_Stated problem_:
Write the next part of the article about the BBC astronomy program The Sky at Night, picking up after its last sentence.

_Reading passage_:
- Genre: Documentary
- Presented by: Sir Patrick Moore Chris Lintott Lucie Green Dame Maggie Aderin-Pocock Pete Lawrence Dr George Dransfield
- Theme music composer: Jean Sibelius
- Opening theme: "At the Castle Gate"
- Ending theme: "At the Castle Gate"
- Country of origin: United Kingdom
- Original language: English
- No. of episodes: 825

Production
- Running time: 30 minutes
- Production companies: BBC Birmingham (until 2013) BBC Science (2014–2015) BBC Studios Science Unit (2015–present)

Original release
- Network: BBC One (1957–2013) BBC Four (2014–present)
- Release: 24 April 1957 – present

= The Sky at Night =

British TV science programme (since 1957)

The Sky at Night is a documentary television programme on astronomy produced by the BBC. The show had the same permanent presenter, Sir Patrick Moore, from its first monthly broadcast on 24 April 1957 until 7 January 2013. The latter date was a posthumous broadcast, following Moore's death on 9 December 2012. This made it the longest-running programme with the same presenter in television history. Many early episodes are missing, either because the tapes were wiped or discarded, or because the episode was broadcast live and never recorded in the first place.

The programme was shown monthly up until 2023.

Beginning with the 3 February 2013 edition, the show was co-presented by Lucie Green and Chris Lintott. Since December 2013 Maggie Aderin has also been a presenter. In April 2023, Dr George Dransfield joined the show as a presenter.

Pete Lawrence has presented an observing section on the programme since 2004 as well as producing an online monthly star Guide on the BBC Sky at Night webpage.

The programme's opening and closing theme music is "At the Castle Gate", from the incidental music to Pelléas et Mélisande, written in 1905 by Jean Sibelius, performed by the Royal Philharmonic Orchestra and conducted by Sir Thomas Beecham.

_Data section_:

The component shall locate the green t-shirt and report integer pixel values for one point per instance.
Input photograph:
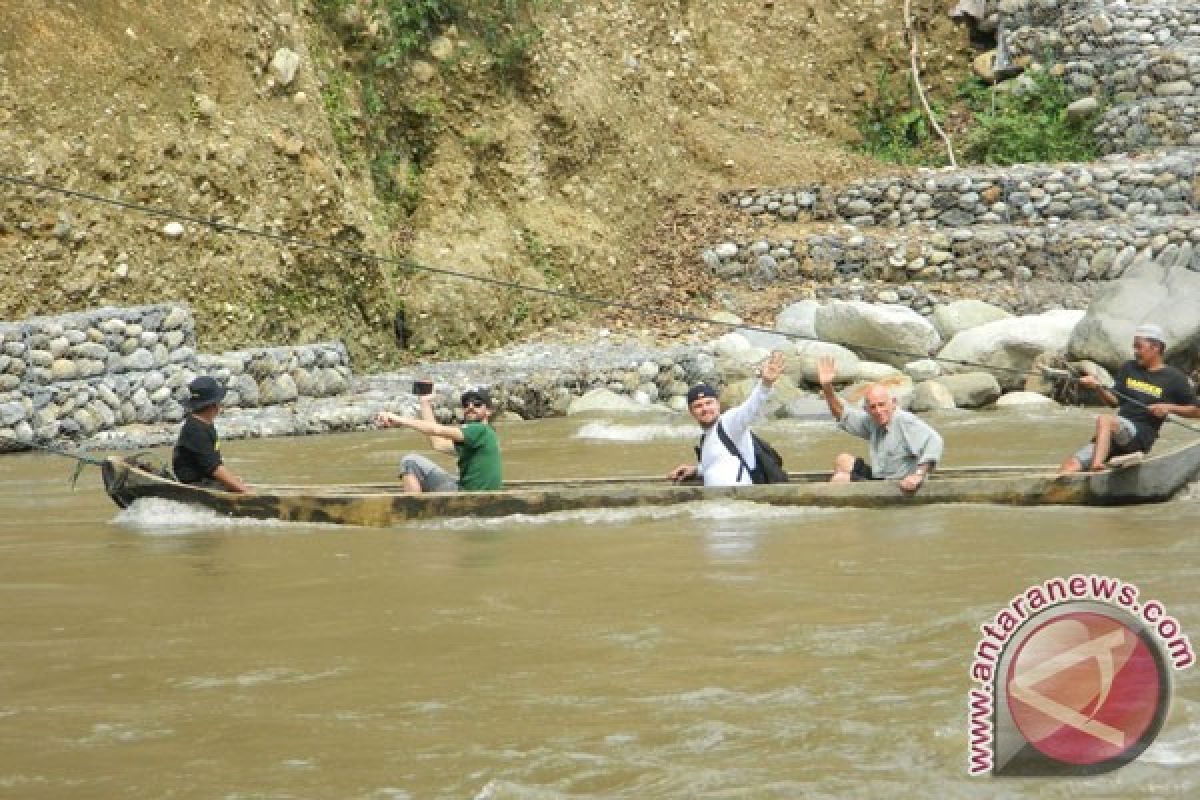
(479, 458)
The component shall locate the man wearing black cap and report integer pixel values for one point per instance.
(474, 441)
(1145, 391)
(718, 465)
(197, 456)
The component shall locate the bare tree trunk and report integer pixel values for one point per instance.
(911, 32)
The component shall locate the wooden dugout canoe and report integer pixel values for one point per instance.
(1153, 480)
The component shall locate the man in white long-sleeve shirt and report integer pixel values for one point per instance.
(718, 465)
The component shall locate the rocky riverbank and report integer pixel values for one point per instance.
(964, 354)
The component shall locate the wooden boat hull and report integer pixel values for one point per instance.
(1153, 480)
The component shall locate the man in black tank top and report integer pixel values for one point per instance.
(1145, 391)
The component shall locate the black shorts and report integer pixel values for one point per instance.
(862, 471)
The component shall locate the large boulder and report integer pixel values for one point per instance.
(964, 314)
(971, 389)
(883, 332)
(1147, 293)
(799, 319)
(603, 402)
(931, 396)
(765, 340)
(875, 371)
(804, 405)
(803, 366)
(737, 358)
(1009, 346)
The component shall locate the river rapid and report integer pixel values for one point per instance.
(708, 650)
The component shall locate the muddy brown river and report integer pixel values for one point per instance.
(709, 650)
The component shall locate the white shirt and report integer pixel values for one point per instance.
(718, 465)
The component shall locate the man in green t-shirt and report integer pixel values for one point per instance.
(474, 441)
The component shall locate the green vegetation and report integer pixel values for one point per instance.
(1024, 121)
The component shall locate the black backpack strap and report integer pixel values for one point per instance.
(733, 449)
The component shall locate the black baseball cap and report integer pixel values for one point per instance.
(478, 395)
(700, 390)
(204, 391)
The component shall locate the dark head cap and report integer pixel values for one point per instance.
(477, 395)
(699, 391)
(204, 391)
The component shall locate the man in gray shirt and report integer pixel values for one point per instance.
(901, 446)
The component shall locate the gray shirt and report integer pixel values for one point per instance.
(895, 450)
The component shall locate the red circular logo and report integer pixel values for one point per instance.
(1085, 689)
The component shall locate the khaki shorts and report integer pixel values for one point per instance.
(431, 476)
(1122, 441)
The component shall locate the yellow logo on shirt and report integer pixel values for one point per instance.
(1143, 386)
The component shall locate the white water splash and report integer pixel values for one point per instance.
(613, 432)
(713, 510)
(259, 677)
(162, 517)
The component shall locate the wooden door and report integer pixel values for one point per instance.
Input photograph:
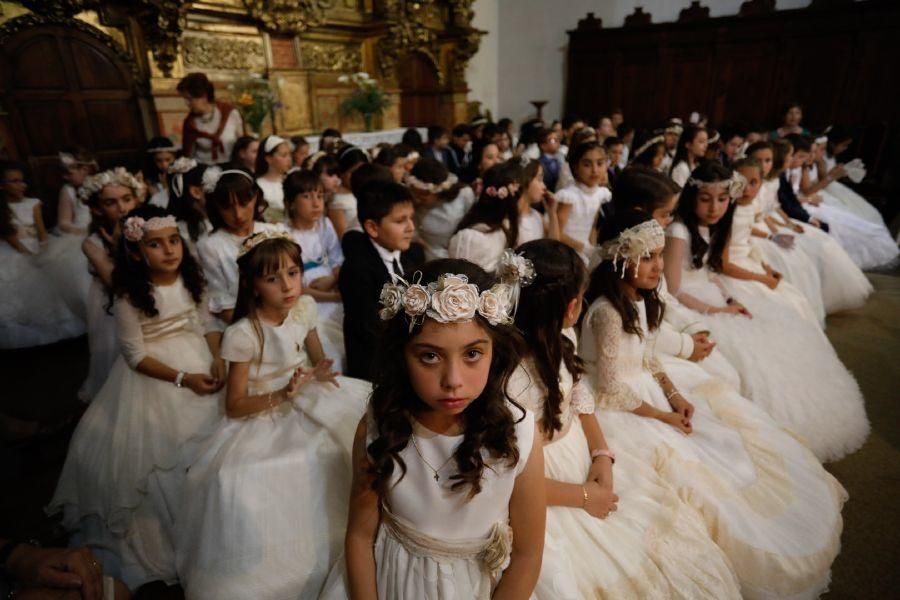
(419, 91)
(61, 86)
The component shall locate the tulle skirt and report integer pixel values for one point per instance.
(265, 498)
(117, 489)
(789, 368)
(765, 499)
(653, 546)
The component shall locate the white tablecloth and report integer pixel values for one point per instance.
(369, 139)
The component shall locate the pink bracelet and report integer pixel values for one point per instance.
(603, 452)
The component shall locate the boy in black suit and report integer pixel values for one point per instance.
(370, 257)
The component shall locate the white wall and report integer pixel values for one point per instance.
(481, 73)
(528, 44)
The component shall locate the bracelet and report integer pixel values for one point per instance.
(595, 454)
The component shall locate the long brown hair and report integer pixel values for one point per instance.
(489, 424)
(267, 257)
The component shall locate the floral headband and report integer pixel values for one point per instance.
(502, 191)
(450, 299)
(178, 169)
(633, 244)
(212, 176)
(258, 238)
(135, 227)
(735, 184)
(432, 188)
(118, 176)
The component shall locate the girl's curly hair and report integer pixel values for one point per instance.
(489, 421)
(131, 279)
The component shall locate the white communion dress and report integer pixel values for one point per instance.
(119, 488)
(32, 310)
(586, 203)
(265, 497)
(765, 499)
(816, 265)
(435, 224)
(479, 245)
(742, 254)
(103, 343)
(653, 546)
(434, 542)
(322, 254)
(787, 365)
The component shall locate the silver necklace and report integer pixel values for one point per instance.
(437, 477)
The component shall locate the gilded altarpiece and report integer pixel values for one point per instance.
(300, 46)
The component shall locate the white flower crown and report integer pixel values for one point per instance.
(135, 227)
(118, 176)
(633, 244)
(450, 299)
(735, 184)
(256, 239)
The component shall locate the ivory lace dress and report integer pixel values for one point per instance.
(653, 546)
(765, 499)
(434, 542)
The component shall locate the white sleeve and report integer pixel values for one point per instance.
(129, 332)
(611, 391)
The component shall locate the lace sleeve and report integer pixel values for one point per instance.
(611, 391)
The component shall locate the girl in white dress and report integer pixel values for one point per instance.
(634, 539)
(683, 333)
(744, 271)
(492, 224)
(441, 202)
(581, 204)
(272, 163)
(533, 225)
(808, 257)
(118, 490)
(322, 257)
(187, 201)
(235, 207)
(869, 244)
(110, 195)
(160, 155)
(32, 310)
(689, 153)
(264, 502)
(342, 204)
(448, 490)
(765, 499)
(781, 358)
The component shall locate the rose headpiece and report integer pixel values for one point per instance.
(432, 188)
(735, 184)
(633, 244)
(212, 176)
(118, 176)
(135, 227)
(450, 299)
(256, 239)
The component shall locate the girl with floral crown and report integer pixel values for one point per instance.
(32, 310)
(265, 495)
(612, 540)
(780, 356)
(448, 491)
(765, 499)
(118, 489)
(492, 224)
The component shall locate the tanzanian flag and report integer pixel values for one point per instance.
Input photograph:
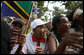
(20, 9)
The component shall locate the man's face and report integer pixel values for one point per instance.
(40, 31)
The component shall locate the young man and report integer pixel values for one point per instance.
(36, 42)
(15, 27)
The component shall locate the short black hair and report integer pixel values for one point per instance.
(55, 21)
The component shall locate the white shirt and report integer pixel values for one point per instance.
(30, 46)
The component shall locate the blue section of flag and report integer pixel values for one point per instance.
(6, 11)
(35, 11)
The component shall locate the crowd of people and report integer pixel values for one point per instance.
(64, 35)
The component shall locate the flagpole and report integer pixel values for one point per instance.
(27, 24)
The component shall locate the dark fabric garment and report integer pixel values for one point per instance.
(5, 37)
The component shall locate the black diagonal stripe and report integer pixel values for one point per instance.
(18, 9)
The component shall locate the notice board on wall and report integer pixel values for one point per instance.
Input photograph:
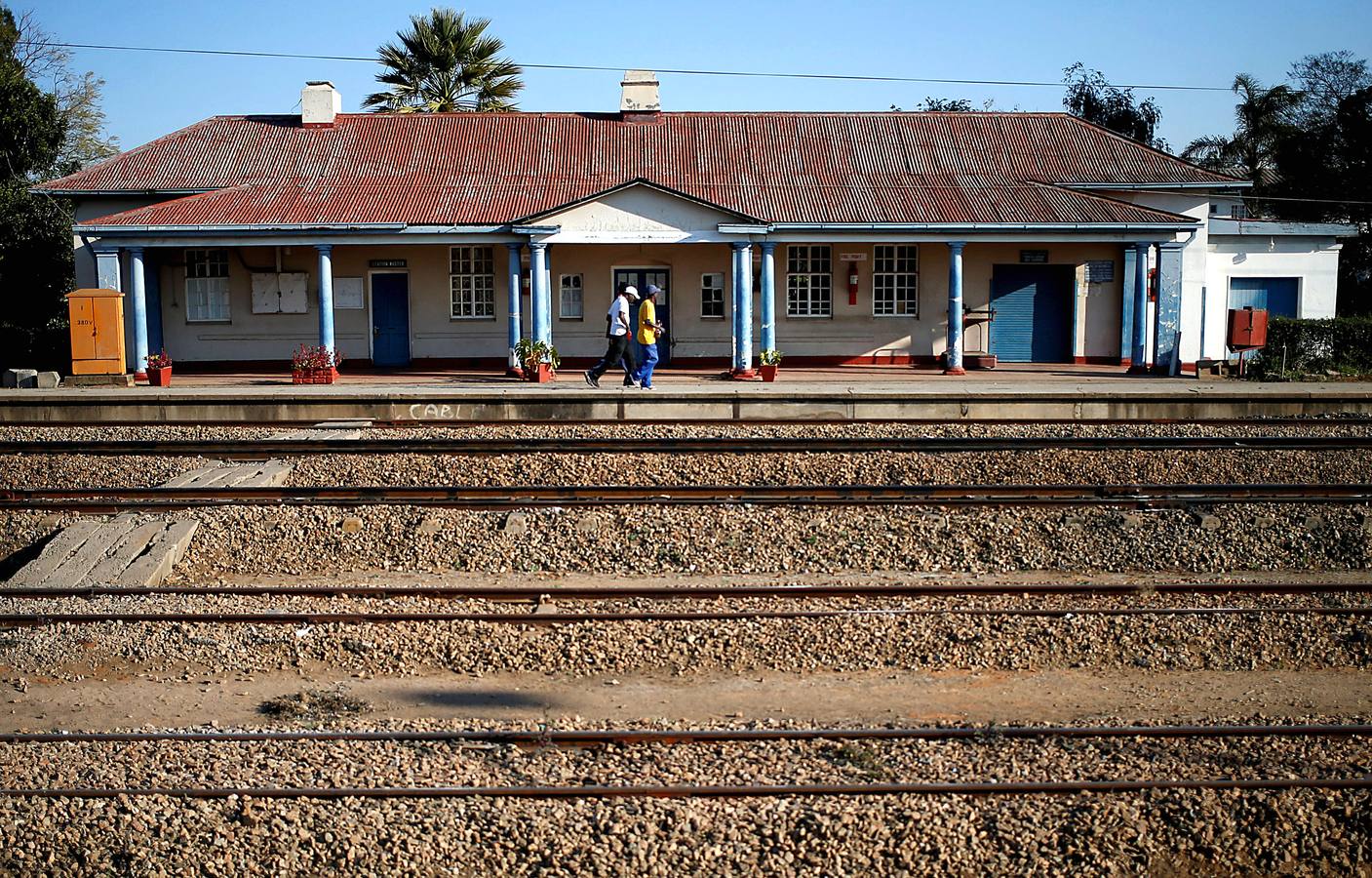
(347, 294)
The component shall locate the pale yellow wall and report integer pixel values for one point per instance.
(852, 331)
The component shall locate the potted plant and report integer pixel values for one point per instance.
(770, 360)
(539, 360)
(159, 369)
(314, 365)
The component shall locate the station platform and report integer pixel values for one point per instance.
(833, 394)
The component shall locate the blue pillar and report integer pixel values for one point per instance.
(326, 296)
(538, 298)
(768, 296)
(1126, 307)
(140, 313)
(744, 297)
(734, 283)
(152, 293)
(954, 365)
(1139, 350)
(515, 279)
(1166, 341)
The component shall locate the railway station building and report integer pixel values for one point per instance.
(937, 239)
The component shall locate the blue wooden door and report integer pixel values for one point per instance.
(390, 320)
(1277, 296)
(1034, 313)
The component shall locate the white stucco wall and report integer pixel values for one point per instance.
(1313, 260)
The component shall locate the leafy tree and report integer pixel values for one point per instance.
(1263, 118)
(36, 257)
(1324, 175)
(1324, 80)
(1091, 98)
(445, 63)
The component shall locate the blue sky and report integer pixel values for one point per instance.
(148, 95)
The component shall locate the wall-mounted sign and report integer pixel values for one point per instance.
(1101, 272)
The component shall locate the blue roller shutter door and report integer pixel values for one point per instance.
(1034, 313)
(1279, 296)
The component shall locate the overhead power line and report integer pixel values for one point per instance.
(844, 77)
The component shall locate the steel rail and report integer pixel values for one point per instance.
(553, 737)
(258, 449)
(1010, 787)
(20, 620)
(483, 497)
(307, 422)
(594, 593)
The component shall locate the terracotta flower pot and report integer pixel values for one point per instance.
(314, 377)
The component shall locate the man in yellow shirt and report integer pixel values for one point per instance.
(647, 334)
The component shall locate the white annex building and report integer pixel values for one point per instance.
(937, 239)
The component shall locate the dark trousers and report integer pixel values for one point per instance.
(617, 353)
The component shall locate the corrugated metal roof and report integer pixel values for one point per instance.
(476, 169)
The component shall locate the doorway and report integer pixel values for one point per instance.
(1034, 313)
(391, 318)
(640, 279)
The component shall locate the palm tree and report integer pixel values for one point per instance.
(445, 63)
(1263, 117)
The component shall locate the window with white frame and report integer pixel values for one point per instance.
(895, 280)
(208, 286)
(712, 296)
(472, 274)
(809, 283)
(571, 303)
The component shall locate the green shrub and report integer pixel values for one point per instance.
(1302, 347)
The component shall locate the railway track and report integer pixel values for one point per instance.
(258, 449)
(20, 620)
(582, 738)
(685, 593)
(1118, 496)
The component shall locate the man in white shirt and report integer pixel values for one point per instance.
(619, 348)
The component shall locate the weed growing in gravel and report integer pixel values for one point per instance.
(314, 704)
(860, 757)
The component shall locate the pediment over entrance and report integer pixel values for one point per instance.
(638, 213)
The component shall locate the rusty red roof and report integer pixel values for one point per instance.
(489, 169)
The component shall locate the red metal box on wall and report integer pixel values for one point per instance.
(1247, 328)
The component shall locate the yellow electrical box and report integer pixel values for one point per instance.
(97, 331)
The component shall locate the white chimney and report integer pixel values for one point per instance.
(320, 101)
(638, 100)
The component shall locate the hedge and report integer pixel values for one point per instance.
(1300, 347)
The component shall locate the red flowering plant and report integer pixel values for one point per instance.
(309, 358)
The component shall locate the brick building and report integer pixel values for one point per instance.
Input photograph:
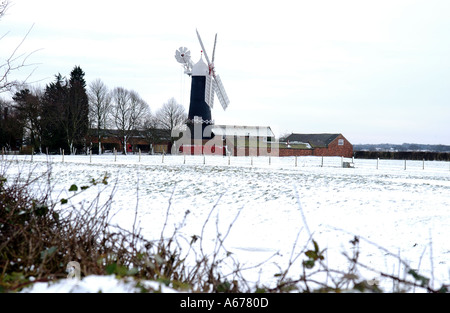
(317, 145)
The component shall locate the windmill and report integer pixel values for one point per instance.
(205, 84)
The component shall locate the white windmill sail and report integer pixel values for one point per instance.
(216, 87)
(213, 82)
(220, 92)
(209, 91)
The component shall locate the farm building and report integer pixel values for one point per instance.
(149, 141)
(317, 144)
(231, 140)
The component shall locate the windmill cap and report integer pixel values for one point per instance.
(200, 68)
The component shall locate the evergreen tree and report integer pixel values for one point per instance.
(77, 110)
(54, 118)
(29, 112)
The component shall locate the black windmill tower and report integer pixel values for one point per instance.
(205, 83)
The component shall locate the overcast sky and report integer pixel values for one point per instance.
(375, 71)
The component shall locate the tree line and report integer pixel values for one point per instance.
(68, 111)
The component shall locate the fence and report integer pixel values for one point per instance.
(246, 161)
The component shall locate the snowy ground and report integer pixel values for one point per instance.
(405, 211)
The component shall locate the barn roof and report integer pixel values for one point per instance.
(315, 140)
(242, 131)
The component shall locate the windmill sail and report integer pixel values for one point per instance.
(220, 92)
(209, 91)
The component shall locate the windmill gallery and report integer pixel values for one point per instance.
(200, 135)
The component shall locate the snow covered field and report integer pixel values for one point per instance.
(270, 201)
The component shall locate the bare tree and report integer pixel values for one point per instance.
(100, 106)
(129, 112)
(171, 115)
(13, 61)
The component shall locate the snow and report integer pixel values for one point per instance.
(269, 202)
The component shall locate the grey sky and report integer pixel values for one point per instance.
(376, 71)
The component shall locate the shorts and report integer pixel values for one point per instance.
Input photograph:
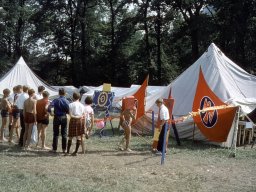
(29, 118)
(4, 113)
(44, 121)
(16, 113)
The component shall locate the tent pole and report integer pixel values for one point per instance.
(234, 139)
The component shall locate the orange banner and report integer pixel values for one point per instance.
(140, 95)
(214, 124)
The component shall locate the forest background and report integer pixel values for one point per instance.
(89, 42)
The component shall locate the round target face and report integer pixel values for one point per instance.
(102, 99)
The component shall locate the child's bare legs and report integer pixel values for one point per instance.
(43, 136)
(4, 122)
(27, 134)
(39, 130)
(10, 122)
(17, 129)
(14, 125)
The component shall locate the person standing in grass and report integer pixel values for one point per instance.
(29, 113)
(76, 123)
(127, 117)
(61, 109)
(5, 108)
(39, 95)
(42, 117)
(18, 114)
(163, 117)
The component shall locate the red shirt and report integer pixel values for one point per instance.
(41, 111)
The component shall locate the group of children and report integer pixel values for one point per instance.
(24, 109)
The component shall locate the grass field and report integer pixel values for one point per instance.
(189, 167)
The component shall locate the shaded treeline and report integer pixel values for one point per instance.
(88, 42)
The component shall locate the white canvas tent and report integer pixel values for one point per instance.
(21, 74)
(226, 79)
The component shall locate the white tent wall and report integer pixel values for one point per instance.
(21, 74)
(226, 79)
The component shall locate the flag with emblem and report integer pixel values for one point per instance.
(211, 115)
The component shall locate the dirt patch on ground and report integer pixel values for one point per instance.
(189, 167)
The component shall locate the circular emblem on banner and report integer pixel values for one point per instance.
(102, 99)
(208, 118)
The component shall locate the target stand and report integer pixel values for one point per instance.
(102, 102)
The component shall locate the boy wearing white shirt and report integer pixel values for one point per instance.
(76, 123)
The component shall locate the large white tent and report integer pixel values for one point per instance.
(21, 74)
(227, 80)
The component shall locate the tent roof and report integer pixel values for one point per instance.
(226, 79)
(21, 74)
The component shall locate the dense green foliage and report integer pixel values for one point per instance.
(89, 42)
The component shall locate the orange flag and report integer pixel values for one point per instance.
(216, 123)
(140, 96)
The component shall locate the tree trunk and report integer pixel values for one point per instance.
(158, 38)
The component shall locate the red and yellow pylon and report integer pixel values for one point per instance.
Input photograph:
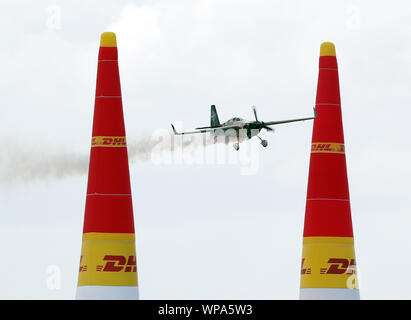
(328, 268)
(108, 268)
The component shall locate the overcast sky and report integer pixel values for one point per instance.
(223, 230)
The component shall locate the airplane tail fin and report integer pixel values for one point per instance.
(214, 121)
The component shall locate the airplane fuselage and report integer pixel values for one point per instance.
(242, 131)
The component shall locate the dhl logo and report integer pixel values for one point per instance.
(339, 266)
(101, 141)
(118, 263)
(325, 147)
(115, 264)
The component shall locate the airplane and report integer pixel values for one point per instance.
(237, 127)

_Exercise result_:
==Content==
The programme covers a wide range of general astronomical and space-related topics. Topics include stellar life cycles, radio astronomy, artificial satellites, black holes, neutron stars and many others. The programme also covers events happening in the night sky at the time of broadcast, such as a bright comet or a meteor shower, and recent developments in space and astronomy, such as the Rosetta space mission and the detection of phosphine in Venus's atmosphere.

Explaining the show's enduring appeal, Moore said: "Astronomy's a fascinating subject. You look up... you can't help getting interested and it's there. We've tried to bring it to the people.. it's not me, it's the appeal of the subject."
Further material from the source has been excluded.